TEXT PROVIDED:

○ ○ ○ ○ ○ ○ ○

Would you still eat that candy bar if you saw a label on it that said that you needed to 42 minutes of walking or 22 minutes running?

We’ve all seen the studies and the news that obesity and overweight diseases are on the rise and mostly in the children…we’re talking about diabetes, heart disease and cancer too.
Shirley Cramer, chief executive of the Royal Society for Public Healthy says, “People find symbols much easier to understand than numerical information, and activity equivalent calorie labels are easy to understand, particularly for lower socioeconomic groups who often lack nutritional knowledge and heath literacy.
For example, the calories in a can fizzy drink take a person of average age and weight about 26 minutes to walk off.”
They’re saying that the FDA is in the process of working on a rule that is going to require the nutritional labels to tell us more than how many grams of sugar are in something, but they want to add something to tell us what we should be intaking in a day.
Would you do this? Take the recommendations of how much sugar/carbs to intake in a day?
Well, Shirley Cramer is also saying that the pictures showing people how much walking or running they could do to work off whatever you just ate or drank would be less pushy. It’s not like telling you DO THIS NOW, it’s comes across nicer to the consumer. She said, “The public is used to being told to avoid particular drinks and to cut down on specific foods. By contrast, activity labeling encourages people to start something, rather than calling for them to stop.”
Not every researcher is for it… a senior scientist at Tufts University, Susan Roberts’ opinion about the concept a “ridiculous idea.”
She continues with saying, “The problem with weight control is that exercise isn’t always the solution. Exercise makes people hungry, so it makes people eat more. The focus should be on eating healthier foods that keep you full longer.”
And more people weigh in… a man named Bust David Just studies psychology and economics drives human behavior at Cornell University say more…
Just says, “The labels that we have currently tend to tell us things like number of calories and grams of fat and things like that – it’s stuff that is very hard for the average consumer to really understand and make use of it.”
He also said stuff that some of us just never took into consideration, he said,”It only takes something like a 50 calorie difference in a day over the course of a year to add up to several pounds. So if we make small changes daily, we can end up having a cumulative effect bit it makes a long time.”
What do you think? Would this new label actually work for you?

○ ○ ○ ○ ○ ○ ○

DESCRIPTION OF THE TASK:
Answer these questions from the piece on exercise-based food labels:
(a) According to Shirley Cramer, about how many minutes of walking does it take a person of average age and weight to burn off the calories in a can of fizzy drink?
(b) At which university is Susan Roberts a senior scientist?
(c) What daily calorie difference, over a year, can add up to several pounds?

○ ○ ○ ○ ○ ○ ○

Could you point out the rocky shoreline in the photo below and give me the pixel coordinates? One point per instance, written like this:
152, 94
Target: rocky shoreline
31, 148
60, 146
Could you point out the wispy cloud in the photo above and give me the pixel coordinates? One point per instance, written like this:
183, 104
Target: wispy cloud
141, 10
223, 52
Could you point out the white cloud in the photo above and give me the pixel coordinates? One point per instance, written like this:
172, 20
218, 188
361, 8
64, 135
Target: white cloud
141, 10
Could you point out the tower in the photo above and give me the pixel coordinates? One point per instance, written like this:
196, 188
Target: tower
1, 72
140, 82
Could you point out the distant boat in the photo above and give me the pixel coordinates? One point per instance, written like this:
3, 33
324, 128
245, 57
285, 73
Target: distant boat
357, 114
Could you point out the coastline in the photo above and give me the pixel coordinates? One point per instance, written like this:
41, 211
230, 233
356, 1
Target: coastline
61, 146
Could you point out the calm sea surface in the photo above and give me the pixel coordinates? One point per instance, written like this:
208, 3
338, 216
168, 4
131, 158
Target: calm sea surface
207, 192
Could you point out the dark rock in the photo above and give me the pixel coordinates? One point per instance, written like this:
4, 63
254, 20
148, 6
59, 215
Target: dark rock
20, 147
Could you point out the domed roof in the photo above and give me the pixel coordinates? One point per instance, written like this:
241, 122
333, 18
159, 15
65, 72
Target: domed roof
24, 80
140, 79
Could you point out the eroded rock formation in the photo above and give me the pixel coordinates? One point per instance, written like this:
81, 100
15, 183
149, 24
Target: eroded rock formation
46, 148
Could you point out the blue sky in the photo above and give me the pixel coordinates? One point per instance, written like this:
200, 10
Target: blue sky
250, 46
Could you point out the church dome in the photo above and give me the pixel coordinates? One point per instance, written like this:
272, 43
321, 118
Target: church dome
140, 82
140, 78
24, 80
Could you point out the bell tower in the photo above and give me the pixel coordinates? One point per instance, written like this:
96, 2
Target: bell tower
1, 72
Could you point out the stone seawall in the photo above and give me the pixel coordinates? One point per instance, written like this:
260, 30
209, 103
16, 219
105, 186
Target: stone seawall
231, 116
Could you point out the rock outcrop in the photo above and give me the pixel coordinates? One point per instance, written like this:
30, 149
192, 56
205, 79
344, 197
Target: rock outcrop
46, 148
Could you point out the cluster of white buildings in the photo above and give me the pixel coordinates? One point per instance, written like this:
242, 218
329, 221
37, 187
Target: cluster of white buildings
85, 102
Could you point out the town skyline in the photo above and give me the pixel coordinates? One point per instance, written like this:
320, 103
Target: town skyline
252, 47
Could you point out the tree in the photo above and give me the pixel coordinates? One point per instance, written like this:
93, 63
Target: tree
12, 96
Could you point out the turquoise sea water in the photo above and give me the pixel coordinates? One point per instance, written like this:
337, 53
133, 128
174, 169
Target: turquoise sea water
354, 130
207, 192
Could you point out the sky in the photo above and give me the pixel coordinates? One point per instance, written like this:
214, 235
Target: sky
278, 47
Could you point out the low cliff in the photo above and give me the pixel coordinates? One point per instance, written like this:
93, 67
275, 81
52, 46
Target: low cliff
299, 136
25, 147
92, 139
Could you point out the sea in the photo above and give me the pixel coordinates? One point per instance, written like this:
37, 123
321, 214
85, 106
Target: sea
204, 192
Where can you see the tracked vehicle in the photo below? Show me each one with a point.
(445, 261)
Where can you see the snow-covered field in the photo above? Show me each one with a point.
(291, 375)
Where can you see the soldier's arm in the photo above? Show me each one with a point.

○ ○ ○ ○ ○ ○ ○

ANSWER TO THIS EXERCISE:
(a) About 26 minutes.
(b) Tufts University.
(c) About 50 calories a day.